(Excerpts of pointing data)
----
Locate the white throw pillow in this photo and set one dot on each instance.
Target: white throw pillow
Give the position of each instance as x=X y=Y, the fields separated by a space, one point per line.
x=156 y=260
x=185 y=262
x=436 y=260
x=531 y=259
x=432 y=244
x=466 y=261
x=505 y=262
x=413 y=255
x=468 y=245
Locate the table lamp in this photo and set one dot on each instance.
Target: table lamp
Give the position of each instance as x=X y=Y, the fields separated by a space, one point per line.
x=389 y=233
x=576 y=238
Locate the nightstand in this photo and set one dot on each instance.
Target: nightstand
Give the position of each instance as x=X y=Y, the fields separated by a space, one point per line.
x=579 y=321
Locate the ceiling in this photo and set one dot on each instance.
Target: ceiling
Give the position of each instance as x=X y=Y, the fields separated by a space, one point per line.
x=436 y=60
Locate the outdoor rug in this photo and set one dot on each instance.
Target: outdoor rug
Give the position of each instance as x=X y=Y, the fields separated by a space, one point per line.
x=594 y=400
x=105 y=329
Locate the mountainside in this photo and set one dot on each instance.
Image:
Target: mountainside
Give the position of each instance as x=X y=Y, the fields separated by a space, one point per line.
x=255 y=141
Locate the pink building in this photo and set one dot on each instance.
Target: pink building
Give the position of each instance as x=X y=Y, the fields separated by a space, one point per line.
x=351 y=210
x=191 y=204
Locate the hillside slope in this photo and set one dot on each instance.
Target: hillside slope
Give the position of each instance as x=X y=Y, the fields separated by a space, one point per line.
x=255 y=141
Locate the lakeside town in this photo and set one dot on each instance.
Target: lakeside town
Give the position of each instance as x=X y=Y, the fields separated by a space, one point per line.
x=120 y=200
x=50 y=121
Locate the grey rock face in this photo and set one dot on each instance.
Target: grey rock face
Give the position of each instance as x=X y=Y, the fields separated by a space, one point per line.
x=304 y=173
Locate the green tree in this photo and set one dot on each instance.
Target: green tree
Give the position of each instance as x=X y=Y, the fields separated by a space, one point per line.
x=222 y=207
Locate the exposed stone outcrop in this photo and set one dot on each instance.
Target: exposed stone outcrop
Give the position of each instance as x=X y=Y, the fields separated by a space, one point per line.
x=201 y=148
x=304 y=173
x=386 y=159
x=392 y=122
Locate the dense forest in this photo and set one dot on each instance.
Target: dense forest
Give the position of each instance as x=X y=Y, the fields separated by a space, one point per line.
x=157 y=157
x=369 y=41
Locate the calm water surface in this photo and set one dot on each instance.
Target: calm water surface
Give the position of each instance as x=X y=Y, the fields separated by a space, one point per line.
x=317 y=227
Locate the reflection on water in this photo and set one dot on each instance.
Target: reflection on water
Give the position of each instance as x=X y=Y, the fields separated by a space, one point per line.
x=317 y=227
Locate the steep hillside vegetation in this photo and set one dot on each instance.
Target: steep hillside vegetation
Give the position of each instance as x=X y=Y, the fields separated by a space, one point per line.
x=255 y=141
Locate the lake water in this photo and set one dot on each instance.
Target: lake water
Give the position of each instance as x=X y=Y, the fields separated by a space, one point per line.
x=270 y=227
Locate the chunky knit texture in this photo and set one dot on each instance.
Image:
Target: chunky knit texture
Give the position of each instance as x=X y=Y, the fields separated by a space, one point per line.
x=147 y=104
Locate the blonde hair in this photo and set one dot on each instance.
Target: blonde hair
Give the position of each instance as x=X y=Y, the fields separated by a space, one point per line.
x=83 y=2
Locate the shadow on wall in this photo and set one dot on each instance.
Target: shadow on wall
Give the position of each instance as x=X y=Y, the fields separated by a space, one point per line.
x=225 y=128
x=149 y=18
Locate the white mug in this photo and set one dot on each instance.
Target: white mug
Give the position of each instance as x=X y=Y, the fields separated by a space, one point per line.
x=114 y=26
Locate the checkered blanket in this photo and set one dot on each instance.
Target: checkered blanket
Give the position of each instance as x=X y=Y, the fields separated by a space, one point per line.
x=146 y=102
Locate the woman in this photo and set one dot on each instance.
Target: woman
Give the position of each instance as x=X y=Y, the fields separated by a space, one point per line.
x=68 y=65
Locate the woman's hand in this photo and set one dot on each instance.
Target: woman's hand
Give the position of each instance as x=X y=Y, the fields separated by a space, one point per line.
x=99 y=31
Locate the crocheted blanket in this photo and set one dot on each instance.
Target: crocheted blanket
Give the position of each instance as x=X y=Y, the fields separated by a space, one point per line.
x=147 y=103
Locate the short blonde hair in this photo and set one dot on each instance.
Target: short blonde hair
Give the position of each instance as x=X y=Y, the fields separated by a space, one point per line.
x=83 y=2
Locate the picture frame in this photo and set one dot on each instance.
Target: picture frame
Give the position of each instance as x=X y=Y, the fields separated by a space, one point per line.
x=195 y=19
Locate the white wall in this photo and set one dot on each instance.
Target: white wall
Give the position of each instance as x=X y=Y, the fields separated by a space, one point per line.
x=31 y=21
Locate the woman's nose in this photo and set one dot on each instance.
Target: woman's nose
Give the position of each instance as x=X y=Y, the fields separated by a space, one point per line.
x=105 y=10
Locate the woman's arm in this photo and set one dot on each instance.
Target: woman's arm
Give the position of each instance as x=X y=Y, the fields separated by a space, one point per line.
----
_SHORT EXERCISE_:
Put every line of the rows as a string in one JSON list, one line per entry, with blank lines omitted.

_ANSWER IN FULL_:
[
  "Locate the white throw pillow in this photo and set one dot on each instance.",
  "Target: white throw pillow",
  "Give the position of each instance as x=X y=Y, the fields separated by a space, one point per line.",
  "x=156 y=260",
  "x=185 y=262",
  "x=436 y=260",
  "x=531 y=259",
  "x=432 y=244",
  "x=466 y=261",
  "x=505 y=262",
  "x=413 y=255",
  "x=468 y=245",
  "Locate the table lamp in this photo and set one dot on each instance.",
  "Target: table lamp",
  "Give the position of each instance as x=X y=Y, the fields separated by a space, one point per line.",
  "x=389 y=233",
  "x=576 y=238",
  "Locate the nightstand in this photo and set one dot on each instance.",
  "Target: nightstand",
  "Give the position of each instance as x=X y=Y, the fields separated by a space, one point per line.",
  "x=579 y=321",
  "Locate the ceiling in this photo and set one dot on each instance.",
  "Target: ceiling",
  "Give the position of each instance as x=X y=Y, the fields separated by a space, one point per line.",
  "x=436 y=60",
  "Locate the outdoor rug in this photo and set one dot on each instance.",
  "Target: outdoor rug",
  "Give the position of each instance as x=X y=Y, the fields separated by a space, one point per line.",
  "x=594 y=400",
  "x=105 y=329",
  "Locate the mountainside in this photo and set one dot on each instance.",
  "Image:",
  "Target: mountainside",
  "Give the position of each instance as x=X y=Y, the fields separated by a space, one point per line.",
  "x=255 y=141",
  "Locate the pink building in this photo and set one dot on each instance.",
  "Target: pink building",
  "Give the position of each instance as x=X y=Y, the fields separated by a space, one point per line.",
  "x=351 y=210",
  "x=191 y=204",
  "Locate the hillside slope in this photo and set one dot on each instance.",
  "Target: hillside slope",
  "Give the position of each instance as x=X y=Y, the fields separated by a space, one point per line.",
  "x=255 y=141",
  "Locate the lakeside town in this photo and set one dot on each instance.",
  "Target: lakeside town",
  "Give the position of each instance as x=X y=Y, the fields separated by a space, one point per line.",
  "x=120 y=200",
  "x=50 y=121",
  "Locate the grey rock face in this photo and set one dot on each instance.",
  "Target: grey rock face",
  "Give the position of each instance as x=X y=Y, the fields separated by a space, one point per line.",
  "x=304 y=173",
  "Locate the green tree in this photo and set one dot on each instance.",
  "Target: green tree",
  "Give the position of each instance as x=X y=Y, the fields separated by a space, one point per line.",
  "x=222 y=207",
  "Locate the exposed stone outcrop in this photo and set one dot on each instance.",
  "Target: exposed stone outcrop",
  "Give the position of each instance as x=X y=Y, the fields separated by a space, one point per line.",
  "x=201 y=148",
  "x=304 y=173",
  "x=386 y=159",
  "x=392 y=122",
  "Locate the dense forest in this photo and set one dot on each instance.",
  "Target: dense forest",
  "Give the position of each instance as x=X y=Y, the fields separated by a space, one point per line.",
  "x=157 y=157",
  "x=369 y=41",
  "Locate the calm water surface in this photo and set one dot on each instance.",
  "Target: calm water surface",
  "Give the position of each instance as x=X y=Y, the fields separated by a space, one point per line.",
  "x=317 y=227",
  "Locate the reflection on water in this photo and set one dot on each instance.",
  "Target: reflection on water",
  "Give the position of each instance as x=X y=Y, the fields separated by a space, one point per line.",
  "x=317 y=227",
  "Locate the steep hillside vegetation in this photo and set one dot on each instance.",
  "Target: steep hillside vegetation",
  "Give the position of each instance as x=X y=Y, the fields separated by a space, one point per line.",
  "x=255 y=141",
  "Locate the lake water in this photo and set one dot on each instance.",
  "Target: lake water",
  "Give the position of each instance as x=X y=Y, the fields separated by a space, one point per line.",
  "x=270 y=227",
  "Locate the chunky knit texture in this photo and set one dot on each instance.",
  "Image:",
  "Target: chunky knit texture",
  "Give the position of each instance as x=X y=Y, the fields separated by a space, one point per line.",
  "x=147 y=104",
  "Locate the blonde hair in this photo and set one dot on each instance.",
  "Target: blonde hair",
  "Give the position of each instance as x=X y=Y, the fields separated by a space, one point per line.",
  "x=83 y=2",
  "Locate the shadow on wall in this photo and set one dot on each instance.",
  "Target: shadow on wall",
  "Give the position of each instance as x=X y=Y, the fields separated by a space, one point per line.",
  "x=225 y=128",
  "x=149 y=18",
  "Locate the white mug in this photo and set one dot on each instance.",
  "Target: white mug",
  "Give the position of each instance as x=X y=Y, the fields separated by a space, one point per line.",
  "x=114 y=26",
  "Locate the checkered blanket in this photo and set one dot on each instance.",
  "Target: checkered blanket",
  "Give the position of each instance as x=X y=Y, the fields separated by a space, one point per line.",
  "x=146 y=102",
  "Locate the woman in this photo and set one dot on each instance.",
  "Target: woman",
  "Give the position of each instance as x=X y=Y, the fields separated by a space, one point per line.",
  "x=68 y=65",
  "Locate the woman's hand in this photo and set one dot on each instance.",
  "Target: woman's hand",
  "Give the position of each instance as x=X y=Y, the fields separated by a space, one point per line.",
  "x=99 y=31",
  "Locate the crocheted blanket in this photo and set one dot on each instance.",
  "Target: crocheted blanket",
  "Give the position of each instance as x=X y=Y, the fields separated by a space, one point per line.",
  "x=147 y=103",
  "Locate the short blonde hair in this photo and set one dot on each instance.",
  "Target: short blonde hair",
  "Give the position of each instance as x=X y=Y, the fields separated by a space, one point per line.",
  "x=83 y=2",
  "Locate the picture frame in this photo and set one dot on each instance.",
  "Target: picture frame",
  "Give the position of each instance as x=X y=Y, the fields separated by a space, one point per line.",
  "x=195 y=19",
  "Locate the white wall in this photo and set one dot on each instance.",
  "Target: white wall",
  "Give the position of each instance as x=X y=Y, the fields separated by a space, one point per line.",
  "x=31 y=21",
  "Locate the woman's nose in this photo and set one dot on each instance.",
  "Target: woman's nose",
  "Give the position of each instance as x=X y=Y, the fields separated by a space, one point per line.",
  "x=105 y=10",
  "Locate the woman's arm in this photo and set one dot on each instance.",
  "Target: woman's arm",
  "Give the position of each instance as x=X y=Y, the fields separated by a space, one point per line."
]